> [DIRECTIONS]:
According to the abstract on disaggregated conflict studies below, what trade-off do disaggregated approaches involve?

> [PASSAGE TO READ]:
-=-=-=-=-

Disaggregating Conflict by Actors, Time, and Location
In David A. Backer, Paul K. Huth, and Jonathan Wilkenfeld (eds.) Peace and Conflict 2014 (Routledge), p. 44–56.
33 Pages Posted: 12 Mar 2021
Date Written: 2014
Abstract
Disaggregated studies of conflict, which are increasingly common, provide fine-grained renderings of the relevant actors, timing, and location of events. These studies look beyond the country-year as the unit of analysis, in lieu of research designs that focus on individuals, households, or groups, the heterogeneous characteristics, beliefs, and interests of these actors, and resulting variation in attitudes, decision making, and behavior. Yet disaggregated approaches are not without limitations. This involves the trade- off in sacrificing greater external validity for internal validity but also uncertainties about design, measurement, and analysis. This chapter takes stock of the emerging research track by providing an overview of notable recent work that disaggregates conflict by its constitutive actors and the timing and location of events. We discuss select insights from these examples, why they challenge results from prior research or the conventional wisdom, and the associated implications for policy. Our concise review reveals a surge of rich context-specific research, which represents welcome progress, despite the rather limited communication across studies, the absence of data pooling, and the plethora of mixed findings.

-=-=-=-=-

> [SUPPLIED MATERIAL]:
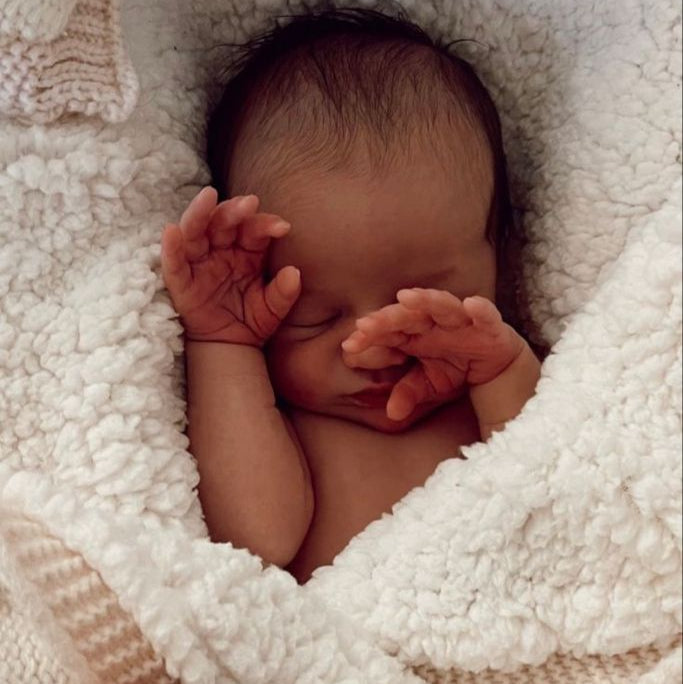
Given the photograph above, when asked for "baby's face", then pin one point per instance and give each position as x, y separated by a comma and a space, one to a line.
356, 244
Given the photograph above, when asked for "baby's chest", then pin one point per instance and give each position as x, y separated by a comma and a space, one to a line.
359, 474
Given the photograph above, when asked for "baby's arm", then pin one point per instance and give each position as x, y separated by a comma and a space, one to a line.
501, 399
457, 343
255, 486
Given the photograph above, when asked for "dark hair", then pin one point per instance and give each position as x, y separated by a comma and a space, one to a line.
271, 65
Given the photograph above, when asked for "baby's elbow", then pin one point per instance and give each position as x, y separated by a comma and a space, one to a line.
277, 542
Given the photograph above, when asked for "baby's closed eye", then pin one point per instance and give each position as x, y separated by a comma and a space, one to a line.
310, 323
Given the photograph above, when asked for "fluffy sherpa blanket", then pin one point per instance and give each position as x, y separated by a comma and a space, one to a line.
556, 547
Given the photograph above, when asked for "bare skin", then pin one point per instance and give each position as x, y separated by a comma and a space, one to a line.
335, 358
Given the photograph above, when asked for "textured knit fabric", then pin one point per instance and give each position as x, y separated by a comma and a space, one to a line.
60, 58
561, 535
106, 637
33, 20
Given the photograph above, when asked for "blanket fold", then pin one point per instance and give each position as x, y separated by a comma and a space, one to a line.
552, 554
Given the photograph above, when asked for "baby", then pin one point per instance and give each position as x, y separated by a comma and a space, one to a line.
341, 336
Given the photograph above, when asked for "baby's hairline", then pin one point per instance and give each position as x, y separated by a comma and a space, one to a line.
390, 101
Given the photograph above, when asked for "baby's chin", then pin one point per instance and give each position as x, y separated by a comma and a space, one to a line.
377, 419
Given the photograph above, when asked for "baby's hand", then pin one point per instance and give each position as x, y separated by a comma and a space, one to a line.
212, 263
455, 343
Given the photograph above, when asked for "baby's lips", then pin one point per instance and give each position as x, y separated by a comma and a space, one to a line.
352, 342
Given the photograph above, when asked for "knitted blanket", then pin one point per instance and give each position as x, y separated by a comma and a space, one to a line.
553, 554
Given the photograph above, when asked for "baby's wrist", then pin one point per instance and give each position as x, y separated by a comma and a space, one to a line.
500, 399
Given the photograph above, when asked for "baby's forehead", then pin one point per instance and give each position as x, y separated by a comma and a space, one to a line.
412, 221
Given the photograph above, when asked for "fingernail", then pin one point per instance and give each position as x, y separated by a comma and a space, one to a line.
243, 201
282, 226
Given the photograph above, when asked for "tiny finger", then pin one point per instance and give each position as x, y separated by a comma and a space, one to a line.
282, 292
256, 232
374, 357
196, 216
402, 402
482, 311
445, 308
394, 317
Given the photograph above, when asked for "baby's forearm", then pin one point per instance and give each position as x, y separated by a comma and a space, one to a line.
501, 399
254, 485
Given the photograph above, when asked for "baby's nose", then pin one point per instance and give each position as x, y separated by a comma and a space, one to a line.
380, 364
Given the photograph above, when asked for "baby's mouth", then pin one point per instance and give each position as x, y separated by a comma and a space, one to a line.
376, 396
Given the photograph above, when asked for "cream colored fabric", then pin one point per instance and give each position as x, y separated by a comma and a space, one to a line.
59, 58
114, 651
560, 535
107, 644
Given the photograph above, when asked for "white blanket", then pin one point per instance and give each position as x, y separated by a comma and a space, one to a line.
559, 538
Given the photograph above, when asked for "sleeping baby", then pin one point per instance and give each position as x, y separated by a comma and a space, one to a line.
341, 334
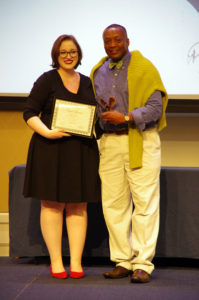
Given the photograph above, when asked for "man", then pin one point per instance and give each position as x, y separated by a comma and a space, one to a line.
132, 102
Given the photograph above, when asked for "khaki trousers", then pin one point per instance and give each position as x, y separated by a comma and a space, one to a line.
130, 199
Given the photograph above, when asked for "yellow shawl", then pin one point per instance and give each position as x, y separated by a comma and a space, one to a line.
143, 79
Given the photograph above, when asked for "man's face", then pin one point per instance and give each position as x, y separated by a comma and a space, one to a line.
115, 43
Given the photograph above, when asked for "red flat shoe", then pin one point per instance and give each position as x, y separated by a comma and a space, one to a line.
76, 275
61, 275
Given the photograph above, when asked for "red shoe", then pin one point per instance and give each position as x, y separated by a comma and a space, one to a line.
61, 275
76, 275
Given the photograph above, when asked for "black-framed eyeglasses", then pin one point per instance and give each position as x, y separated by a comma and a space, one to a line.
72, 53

-=-=-=-=-

> [IN RESPONSE]:
They sacrifice greater external validity for internal validity.